**Your instructions:** Exact reproduction of all the entries is required, without any of their pictures.

Collection entries:
__________

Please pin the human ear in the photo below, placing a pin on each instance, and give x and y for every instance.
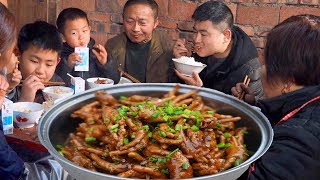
(227, 35)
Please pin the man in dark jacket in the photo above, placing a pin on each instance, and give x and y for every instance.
(140, 50)
(226, 50)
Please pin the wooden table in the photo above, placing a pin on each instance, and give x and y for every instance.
(26, 143)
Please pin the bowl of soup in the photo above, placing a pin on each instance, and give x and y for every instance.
(96, 82)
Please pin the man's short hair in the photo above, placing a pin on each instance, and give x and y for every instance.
(292, 51)
(69, 14)
(215, 11)
(151, 3)
(39, 34)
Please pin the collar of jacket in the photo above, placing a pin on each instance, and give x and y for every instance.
(68, 49)
(155, 50)
(277, 107)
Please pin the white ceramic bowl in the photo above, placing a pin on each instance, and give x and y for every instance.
(124, 80)
(187, 69)
(56, 92)
(92, 82)
(26, 114)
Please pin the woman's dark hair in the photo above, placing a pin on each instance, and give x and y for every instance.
(214, 11)
(39, 34)
(8, 31)
(69, 14)
(292, 51)
(151, 3)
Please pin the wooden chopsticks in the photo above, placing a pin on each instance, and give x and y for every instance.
(129, 76)
(246, 82)
(48, 83)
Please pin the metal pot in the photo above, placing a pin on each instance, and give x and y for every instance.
(56, 124)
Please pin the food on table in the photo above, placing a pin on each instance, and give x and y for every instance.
(188, 60)
(176, 136)
(58, 90)
(22, 109)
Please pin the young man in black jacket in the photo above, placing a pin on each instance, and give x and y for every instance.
(227, 51)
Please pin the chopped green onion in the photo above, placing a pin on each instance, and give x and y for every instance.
(162, 160)
(172, 153)
(170, 122)
(61, 153)
(169, 110)
(155, 114)
(134, 113)
(106, 120)
(226, 135)
(91, 120)
(185, 166)
(150, 134)
(117, 118)
(133, 136)
(141, 108)
(125, 141)
(185, 127)
(209, 112)
(123, 97)
(90, 139)
(198, 122)
(184, 106)
(170, 129)
(146, 127)
(185, 116)
(166, 118)
(153, 159)
(221, 145)
(237, 162)
(227, 145)
(194, 128)
(114, 126)
(187, 111)
(164, 171)
(58, 146)
(178, 112)
(178, 127)
(162, 134)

__________

**Solution:**
Please pin the human ear in the photo below, placing a pin on each instance, and give x and y for every instance.
(227, 35)
Please pin the man in dark jacket in the photo above, placing a pin on each instance, and give x and y for every instance.
(140, 50)
(226, 50)
Please pin the wooden table in the photo above, placing a pin on each instance, and give x and y for every instance.
(26, 143)
Please pin the bowl of soup in the photo above, placing a pin on each instance, and give x and y for every instance.
(96, 82)
Please pin the man's short hair in the photo above, placing a pin on each instance, and give x and y for every instance.
(292, 51)
(69, 14)
(215, 11)
(151, 3)
(39, 34)
Please pin the collar of jacket in the photo above, placing a pin on each instance, and give x and y for every instance.
(68, 49)
(155, 50)
(277, 107)
Please pin the white ceramic bowl in the photo above, placing a pin on each instance, and give x and y for every instance.
(124, 80)
(187, 69)
(56, 92)
(92, 82)
(26, 114)
Please pin the woman's dark hair in the photo above, placing a pin on each instance, and give x and y for every instance.
(214, 11)
(39, 34)
(8, 31)
(69, 14)
(292, 51)
(151, 3)
Please pin the wooden chopsticks in the photo above, placing a pin on each instance, and give x and y for every instance.
(129, 76)
(246, 82)
(48, 83)
Please pin the metal pot in the photo above, placing a pin on each instance, and give x and y for every instance.
(56, 124)
Please pin the food on table in the photo above, placing a pin on each instance, and give x and y for every instance.
(188, 60)
(176, 136)
(58, 90)
(22, 109)
Please pin the young man in black jacket in the photo above, placing a pin on each instance, and give x and y for every instance.
(227, 51)
Please pin the chopped green onion in the photo above, placing a pin on each instance, and give x and y for every instance.
(162, 160)
(172, 153)
(170, 122)
(61, 153)
(169, 110)
(155, 114)
(134, 113)
(106, 120)
(226, 135)
(91, 120)
(185, 166)
(150, 134)
(117, 118)
(133, 136)
(141, 108)
(125, 141)
(185, 127)
(209, 112)
(123, 97)
(90, 139)
(198, 122)
(184, 106)
(170, 129)
(146, 127)
(185, 116)
(166, 118)
(153, 159)
(221, 145)
(237, 162)
(227, 145)
(194, 128)
(114, 126)
(187, 111)
(164, 171)
(58, 146)
(178, 112)
(178, 127)
(162, 134)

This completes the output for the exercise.